> _Required work_: List every line below that contains the string "chrome", copying each one in full. Treat the match as case-sensitive.

Rows from an object pointing dataset:

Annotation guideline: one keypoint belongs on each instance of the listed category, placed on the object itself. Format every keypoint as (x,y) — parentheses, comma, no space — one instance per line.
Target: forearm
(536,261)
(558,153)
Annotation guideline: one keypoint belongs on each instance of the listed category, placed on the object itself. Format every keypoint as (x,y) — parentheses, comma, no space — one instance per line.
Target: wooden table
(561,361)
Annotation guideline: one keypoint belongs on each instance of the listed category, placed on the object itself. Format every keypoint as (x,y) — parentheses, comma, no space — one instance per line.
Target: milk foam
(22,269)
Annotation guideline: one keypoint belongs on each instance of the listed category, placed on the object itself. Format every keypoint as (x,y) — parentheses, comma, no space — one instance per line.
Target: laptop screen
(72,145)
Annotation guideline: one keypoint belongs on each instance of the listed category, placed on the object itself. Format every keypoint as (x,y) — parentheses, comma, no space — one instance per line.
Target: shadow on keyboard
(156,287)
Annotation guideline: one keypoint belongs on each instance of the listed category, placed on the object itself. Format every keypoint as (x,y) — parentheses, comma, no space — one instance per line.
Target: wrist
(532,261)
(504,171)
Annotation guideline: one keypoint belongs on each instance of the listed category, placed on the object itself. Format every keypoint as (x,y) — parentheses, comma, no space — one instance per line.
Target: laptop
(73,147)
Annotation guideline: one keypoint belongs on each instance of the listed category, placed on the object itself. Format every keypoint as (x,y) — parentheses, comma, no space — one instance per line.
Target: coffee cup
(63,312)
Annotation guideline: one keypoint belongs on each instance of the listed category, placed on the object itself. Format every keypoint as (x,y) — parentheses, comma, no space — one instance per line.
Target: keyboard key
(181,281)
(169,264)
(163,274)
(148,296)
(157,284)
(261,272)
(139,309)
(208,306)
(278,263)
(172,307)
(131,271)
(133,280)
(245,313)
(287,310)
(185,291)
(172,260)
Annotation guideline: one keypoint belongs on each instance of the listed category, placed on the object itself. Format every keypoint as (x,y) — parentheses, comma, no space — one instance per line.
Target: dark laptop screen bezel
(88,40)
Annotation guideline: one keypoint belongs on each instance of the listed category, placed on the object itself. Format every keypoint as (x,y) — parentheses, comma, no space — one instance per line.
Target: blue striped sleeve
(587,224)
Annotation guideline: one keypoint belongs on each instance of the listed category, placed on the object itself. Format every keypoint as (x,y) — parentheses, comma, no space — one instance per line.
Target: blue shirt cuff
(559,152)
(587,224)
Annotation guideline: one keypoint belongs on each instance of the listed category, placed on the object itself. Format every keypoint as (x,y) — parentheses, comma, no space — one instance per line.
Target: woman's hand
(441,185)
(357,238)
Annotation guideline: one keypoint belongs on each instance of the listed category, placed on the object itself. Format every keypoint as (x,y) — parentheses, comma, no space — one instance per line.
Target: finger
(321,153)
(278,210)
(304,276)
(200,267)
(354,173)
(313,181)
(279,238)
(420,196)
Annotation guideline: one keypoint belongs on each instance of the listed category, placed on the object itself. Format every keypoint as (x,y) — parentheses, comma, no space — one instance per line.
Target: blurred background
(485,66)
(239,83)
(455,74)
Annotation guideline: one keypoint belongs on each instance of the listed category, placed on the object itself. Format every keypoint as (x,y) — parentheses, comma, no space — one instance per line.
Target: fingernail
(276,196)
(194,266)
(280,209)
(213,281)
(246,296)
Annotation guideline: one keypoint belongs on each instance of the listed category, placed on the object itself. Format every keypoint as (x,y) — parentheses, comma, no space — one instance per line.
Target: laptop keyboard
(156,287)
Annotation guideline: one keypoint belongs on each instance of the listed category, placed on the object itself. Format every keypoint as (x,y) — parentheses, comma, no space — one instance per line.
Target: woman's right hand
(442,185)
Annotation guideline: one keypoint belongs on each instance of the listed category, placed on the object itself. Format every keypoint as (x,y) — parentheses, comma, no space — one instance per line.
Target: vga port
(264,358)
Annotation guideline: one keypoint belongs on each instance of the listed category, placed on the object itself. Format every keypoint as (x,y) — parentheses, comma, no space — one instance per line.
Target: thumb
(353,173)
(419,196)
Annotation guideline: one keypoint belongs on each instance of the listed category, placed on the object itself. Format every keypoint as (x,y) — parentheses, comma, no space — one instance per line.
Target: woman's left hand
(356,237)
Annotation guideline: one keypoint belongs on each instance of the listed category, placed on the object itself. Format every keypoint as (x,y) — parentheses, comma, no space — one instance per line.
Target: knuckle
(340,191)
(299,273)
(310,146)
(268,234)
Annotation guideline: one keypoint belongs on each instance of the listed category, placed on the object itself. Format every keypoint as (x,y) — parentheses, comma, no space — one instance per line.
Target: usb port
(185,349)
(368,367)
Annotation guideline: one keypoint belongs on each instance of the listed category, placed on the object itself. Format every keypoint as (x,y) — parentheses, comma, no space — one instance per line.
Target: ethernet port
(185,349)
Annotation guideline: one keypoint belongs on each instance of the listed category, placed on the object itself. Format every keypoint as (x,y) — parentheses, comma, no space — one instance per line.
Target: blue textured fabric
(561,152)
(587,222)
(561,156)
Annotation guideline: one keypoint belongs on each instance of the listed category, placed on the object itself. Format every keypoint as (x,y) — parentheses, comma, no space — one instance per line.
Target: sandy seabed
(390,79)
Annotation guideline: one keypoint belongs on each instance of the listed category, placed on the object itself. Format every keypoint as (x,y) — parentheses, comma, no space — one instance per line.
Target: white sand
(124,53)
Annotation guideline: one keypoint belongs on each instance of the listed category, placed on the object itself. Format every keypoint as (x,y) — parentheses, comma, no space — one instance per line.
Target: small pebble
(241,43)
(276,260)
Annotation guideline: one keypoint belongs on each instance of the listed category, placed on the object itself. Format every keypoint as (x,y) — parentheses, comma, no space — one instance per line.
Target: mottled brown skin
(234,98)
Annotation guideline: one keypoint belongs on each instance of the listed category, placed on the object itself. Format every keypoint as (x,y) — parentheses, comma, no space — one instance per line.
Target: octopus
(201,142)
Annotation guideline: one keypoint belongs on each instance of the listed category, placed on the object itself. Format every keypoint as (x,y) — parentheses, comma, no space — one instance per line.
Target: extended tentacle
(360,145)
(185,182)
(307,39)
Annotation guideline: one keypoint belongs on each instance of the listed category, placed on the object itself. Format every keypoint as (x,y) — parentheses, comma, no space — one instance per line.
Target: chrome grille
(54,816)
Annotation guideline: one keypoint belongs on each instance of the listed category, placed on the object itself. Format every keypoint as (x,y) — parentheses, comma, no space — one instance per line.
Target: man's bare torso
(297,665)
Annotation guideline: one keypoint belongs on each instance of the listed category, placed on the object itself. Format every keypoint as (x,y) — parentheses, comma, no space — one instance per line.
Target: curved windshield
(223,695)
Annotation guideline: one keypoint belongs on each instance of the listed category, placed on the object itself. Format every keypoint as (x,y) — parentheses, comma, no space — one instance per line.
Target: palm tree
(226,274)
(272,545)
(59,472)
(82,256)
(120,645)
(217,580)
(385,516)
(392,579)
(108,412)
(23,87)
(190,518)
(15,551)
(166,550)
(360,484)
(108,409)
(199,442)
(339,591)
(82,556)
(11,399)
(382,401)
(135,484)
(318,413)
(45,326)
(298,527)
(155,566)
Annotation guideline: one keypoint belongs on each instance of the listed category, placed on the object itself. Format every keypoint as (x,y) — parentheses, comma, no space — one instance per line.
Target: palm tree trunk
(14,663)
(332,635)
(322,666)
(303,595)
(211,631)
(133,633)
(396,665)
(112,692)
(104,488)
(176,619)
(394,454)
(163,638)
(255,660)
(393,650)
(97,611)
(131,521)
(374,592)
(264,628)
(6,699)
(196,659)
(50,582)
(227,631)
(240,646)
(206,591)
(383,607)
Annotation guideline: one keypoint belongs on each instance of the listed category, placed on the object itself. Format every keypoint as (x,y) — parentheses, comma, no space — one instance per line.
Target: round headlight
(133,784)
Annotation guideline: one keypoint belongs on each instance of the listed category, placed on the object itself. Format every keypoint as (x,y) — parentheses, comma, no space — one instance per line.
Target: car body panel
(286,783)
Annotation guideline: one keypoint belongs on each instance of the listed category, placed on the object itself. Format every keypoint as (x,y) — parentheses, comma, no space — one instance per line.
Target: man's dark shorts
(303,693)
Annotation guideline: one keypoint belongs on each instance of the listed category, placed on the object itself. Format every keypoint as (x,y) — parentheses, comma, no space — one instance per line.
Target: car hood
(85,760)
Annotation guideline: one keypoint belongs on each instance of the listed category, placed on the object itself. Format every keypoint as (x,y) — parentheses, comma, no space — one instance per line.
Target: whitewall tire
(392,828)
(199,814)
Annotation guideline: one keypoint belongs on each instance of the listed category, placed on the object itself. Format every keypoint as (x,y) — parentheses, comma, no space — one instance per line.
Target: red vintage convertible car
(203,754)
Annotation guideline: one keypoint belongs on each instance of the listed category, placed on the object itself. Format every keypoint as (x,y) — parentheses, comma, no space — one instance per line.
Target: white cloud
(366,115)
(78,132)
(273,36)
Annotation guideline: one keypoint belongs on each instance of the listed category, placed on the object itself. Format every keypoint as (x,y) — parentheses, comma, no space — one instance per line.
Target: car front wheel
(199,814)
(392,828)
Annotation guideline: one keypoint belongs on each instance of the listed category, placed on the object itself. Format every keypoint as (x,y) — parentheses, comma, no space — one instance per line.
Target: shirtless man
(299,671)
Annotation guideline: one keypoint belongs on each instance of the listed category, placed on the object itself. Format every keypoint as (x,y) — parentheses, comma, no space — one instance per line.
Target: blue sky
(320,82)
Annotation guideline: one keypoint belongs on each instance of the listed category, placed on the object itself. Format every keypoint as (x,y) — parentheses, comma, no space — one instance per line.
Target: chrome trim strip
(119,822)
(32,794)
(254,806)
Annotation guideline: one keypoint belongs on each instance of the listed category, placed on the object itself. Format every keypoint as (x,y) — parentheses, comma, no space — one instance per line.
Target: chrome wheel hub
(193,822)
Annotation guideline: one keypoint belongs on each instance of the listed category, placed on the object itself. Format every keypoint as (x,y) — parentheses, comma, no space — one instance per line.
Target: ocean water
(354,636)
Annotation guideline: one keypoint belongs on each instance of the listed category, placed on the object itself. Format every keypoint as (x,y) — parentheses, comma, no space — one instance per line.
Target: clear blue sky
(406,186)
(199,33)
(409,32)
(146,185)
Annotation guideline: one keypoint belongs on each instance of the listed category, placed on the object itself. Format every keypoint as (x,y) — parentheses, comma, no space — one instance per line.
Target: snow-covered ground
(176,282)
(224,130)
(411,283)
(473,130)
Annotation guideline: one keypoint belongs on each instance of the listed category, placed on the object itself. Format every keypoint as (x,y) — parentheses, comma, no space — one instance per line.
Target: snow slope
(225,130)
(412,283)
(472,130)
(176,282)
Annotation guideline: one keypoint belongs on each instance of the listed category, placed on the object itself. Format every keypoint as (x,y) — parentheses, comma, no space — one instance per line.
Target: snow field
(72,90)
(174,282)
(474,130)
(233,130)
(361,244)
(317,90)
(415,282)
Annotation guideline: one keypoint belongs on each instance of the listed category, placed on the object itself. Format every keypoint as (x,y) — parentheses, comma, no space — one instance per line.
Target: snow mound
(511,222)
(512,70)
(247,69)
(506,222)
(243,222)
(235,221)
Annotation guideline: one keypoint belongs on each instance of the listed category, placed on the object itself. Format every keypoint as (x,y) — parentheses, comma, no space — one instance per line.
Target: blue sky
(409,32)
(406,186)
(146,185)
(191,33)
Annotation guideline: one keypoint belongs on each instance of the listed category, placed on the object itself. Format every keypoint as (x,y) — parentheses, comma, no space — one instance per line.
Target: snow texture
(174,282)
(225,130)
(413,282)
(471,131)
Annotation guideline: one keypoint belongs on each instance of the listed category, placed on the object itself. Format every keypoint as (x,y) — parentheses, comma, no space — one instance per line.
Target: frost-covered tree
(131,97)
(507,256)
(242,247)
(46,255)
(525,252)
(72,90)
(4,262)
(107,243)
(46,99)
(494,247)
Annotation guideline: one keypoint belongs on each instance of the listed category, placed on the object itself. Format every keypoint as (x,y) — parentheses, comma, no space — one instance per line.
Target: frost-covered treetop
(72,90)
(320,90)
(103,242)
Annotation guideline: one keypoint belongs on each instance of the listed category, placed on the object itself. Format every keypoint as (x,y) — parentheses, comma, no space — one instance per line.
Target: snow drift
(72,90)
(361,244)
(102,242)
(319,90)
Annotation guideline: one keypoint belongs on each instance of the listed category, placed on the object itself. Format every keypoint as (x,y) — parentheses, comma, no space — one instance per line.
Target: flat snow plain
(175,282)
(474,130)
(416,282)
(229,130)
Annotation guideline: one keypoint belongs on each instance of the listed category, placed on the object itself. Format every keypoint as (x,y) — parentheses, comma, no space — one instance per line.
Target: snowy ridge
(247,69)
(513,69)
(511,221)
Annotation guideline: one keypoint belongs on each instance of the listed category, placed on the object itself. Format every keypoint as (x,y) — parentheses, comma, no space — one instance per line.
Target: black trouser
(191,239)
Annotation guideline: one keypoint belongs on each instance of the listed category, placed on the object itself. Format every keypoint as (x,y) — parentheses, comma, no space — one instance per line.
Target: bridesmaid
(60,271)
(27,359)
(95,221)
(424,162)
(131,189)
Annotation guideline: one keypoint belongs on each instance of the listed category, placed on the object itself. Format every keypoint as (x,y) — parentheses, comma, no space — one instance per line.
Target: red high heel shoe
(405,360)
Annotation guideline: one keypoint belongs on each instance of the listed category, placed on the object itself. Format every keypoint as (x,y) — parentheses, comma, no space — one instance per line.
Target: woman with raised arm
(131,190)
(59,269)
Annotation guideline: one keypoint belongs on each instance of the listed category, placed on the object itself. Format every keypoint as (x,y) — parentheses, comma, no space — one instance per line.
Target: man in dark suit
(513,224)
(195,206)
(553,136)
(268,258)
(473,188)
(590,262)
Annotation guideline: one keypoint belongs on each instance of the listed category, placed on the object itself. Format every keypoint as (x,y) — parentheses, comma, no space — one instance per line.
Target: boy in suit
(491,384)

> _Exercise output_:
Target: chrome grille
Target: chrome trim strip
Target: chrome wheel hub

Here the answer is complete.